Rows of box annotation data

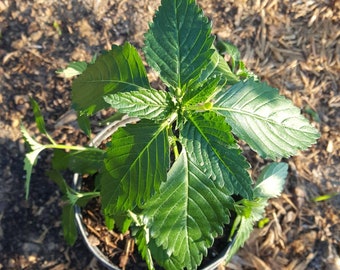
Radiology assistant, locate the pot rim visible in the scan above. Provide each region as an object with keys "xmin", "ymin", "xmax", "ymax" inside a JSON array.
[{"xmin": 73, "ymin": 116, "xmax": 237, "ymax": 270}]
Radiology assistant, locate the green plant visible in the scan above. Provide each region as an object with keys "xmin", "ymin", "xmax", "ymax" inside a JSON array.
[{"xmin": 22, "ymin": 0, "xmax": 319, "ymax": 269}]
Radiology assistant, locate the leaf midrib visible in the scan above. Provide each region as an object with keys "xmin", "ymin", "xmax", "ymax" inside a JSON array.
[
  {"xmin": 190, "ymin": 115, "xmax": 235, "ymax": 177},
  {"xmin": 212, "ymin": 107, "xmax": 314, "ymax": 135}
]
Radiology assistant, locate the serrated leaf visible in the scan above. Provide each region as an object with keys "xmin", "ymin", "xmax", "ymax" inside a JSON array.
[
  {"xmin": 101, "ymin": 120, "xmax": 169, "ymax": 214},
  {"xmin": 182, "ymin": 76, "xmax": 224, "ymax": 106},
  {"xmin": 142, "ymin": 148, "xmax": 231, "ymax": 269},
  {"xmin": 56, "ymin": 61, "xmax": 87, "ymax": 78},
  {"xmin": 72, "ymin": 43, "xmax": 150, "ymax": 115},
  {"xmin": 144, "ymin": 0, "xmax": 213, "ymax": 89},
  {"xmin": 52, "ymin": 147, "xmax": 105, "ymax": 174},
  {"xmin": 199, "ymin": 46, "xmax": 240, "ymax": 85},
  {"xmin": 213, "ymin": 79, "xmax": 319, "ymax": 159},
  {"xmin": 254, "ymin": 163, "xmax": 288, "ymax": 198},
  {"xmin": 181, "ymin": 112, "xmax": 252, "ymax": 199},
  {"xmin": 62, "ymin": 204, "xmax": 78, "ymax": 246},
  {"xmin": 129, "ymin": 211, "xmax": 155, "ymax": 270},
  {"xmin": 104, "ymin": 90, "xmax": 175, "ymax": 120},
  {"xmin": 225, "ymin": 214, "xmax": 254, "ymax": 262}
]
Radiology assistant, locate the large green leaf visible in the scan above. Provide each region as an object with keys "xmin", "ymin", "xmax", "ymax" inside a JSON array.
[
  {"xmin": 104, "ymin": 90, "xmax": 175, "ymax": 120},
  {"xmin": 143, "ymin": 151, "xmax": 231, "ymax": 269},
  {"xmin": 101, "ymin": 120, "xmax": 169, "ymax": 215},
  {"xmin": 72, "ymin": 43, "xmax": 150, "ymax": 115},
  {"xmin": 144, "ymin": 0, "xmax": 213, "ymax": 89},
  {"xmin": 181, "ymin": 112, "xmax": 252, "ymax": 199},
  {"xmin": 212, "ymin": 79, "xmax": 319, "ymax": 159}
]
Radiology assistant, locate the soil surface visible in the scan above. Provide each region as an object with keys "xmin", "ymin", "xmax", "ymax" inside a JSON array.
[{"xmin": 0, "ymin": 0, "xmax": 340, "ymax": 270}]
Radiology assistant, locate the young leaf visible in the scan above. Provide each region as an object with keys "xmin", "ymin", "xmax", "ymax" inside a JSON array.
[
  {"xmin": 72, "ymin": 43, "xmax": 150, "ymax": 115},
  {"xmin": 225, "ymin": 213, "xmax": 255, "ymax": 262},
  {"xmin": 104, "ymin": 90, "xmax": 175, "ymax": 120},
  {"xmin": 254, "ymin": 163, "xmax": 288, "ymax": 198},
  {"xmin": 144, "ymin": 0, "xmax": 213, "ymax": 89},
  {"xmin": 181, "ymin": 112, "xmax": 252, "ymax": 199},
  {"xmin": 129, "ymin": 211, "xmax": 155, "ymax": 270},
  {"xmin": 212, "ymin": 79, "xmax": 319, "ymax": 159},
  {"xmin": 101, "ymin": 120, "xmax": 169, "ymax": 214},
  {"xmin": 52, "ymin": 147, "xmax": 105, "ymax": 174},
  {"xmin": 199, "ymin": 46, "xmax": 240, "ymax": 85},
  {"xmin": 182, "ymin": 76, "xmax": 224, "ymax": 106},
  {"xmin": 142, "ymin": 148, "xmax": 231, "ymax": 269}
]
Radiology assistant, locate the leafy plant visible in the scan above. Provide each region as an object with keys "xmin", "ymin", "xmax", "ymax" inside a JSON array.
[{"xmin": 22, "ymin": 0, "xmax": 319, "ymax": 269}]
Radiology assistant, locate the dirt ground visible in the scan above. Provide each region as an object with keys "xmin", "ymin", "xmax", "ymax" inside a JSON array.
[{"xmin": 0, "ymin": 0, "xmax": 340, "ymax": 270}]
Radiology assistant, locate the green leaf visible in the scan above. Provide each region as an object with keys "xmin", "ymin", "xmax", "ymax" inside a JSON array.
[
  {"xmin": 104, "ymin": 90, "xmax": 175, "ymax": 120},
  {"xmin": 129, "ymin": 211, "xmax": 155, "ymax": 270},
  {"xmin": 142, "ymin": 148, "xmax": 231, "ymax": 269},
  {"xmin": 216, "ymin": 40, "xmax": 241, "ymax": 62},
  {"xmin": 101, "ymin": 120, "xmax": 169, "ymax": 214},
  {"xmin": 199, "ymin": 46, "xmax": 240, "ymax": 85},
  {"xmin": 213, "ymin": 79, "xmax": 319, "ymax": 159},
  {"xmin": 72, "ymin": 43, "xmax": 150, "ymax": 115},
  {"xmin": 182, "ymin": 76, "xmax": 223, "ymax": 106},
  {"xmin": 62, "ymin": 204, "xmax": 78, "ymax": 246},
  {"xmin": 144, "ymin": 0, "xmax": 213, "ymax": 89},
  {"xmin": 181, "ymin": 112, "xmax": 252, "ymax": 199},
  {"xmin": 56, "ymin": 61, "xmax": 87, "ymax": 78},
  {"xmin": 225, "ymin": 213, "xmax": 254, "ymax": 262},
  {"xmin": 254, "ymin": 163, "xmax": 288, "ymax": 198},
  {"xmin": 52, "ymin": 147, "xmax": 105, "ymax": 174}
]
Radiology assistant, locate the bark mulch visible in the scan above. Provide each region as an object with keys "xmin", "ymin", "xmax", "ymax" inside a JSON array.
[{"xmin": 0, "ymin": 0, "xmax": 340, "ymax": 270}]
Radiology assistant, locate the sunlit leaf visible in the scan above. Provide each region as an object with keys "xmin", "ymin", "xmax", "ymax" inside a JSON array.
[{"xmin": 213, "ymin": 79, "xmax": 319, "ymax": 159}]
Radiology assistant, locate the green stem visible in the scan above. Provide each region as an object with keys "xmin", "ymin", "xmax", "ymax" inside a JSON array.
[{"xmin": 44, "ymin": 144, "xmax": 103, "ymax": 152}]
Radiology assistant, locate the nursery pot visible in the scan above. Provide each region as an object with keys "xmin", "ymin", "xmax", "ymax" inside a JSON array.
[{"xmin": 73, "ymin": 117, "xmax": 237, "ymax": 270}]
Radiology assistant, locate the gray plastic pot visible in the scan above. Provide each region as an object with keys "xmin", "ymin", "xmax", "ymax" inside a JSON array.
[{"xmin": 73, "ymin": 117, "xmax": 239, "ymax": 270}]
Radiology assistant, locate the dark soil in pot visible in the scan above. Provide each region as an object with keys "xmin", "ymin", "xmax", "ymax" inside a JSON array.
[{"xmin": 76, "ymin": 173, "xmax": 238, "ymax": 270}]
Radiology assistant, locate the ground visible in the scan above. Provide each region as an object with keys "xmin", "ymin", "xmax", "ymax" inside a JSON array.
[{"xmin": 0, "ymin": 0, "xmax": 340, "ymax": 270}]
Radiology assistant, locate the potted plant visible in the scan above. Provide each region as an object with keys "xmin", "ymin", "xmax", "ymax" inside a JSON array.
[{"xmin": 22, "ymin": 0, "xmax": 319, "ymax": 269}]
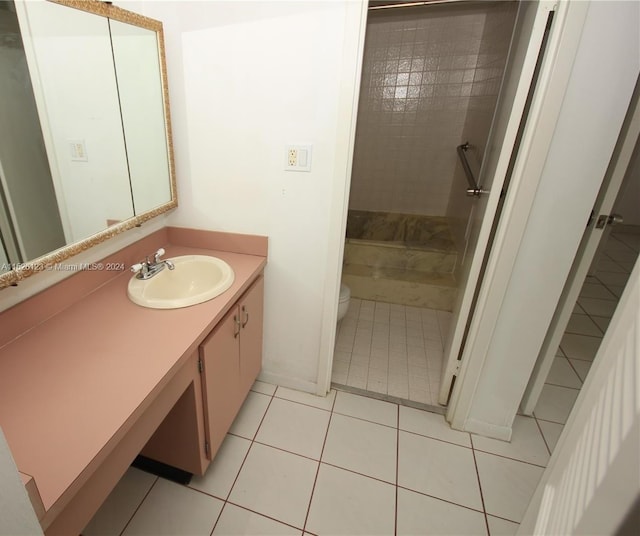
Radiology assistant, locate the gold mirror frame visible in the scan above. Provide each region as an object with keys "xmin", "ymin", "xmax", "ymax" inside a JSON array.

◆ Problem to work on ◆
All lines from the one containing "Radiology assistant, locate the dark" through the end of the entries, both ends included, should be written out exactly, with no pictures.

◆ Response ◆
Radiology assistant, locate the dark soil in pot visible in the scan above. Provide each region as an object with keys "xmin", "ymin", "xmax", "ymax" inside a JSON array.
[{"xmin": 76, "ymin": 173, "xmax": 238, "ymax": 270}]
Radiology assistant, locate the ground visible in the scan above. Provide each region as an object with keys "xmin", "ymin", "xmax", "ymax" inside a JSON array.
[{"xmin": 0, "ymin": 0, "xmax": 340, "ymax": 270}]
Radiology assistant, locate the potted plant visible in the scan above. Provide each region as an object with keys "xmin", "ymin", "xmax", "ymax" inside a JSON array.
[{"xmin": 22, "ymin": 0, "xmax": 319, "ymax": 269}]
Radiology assistant, locate the gold mirror frame visible in the scan above. Provide each region as an object with keys "xmin", "ymin", "xmax", "ymax" inside a JSON array.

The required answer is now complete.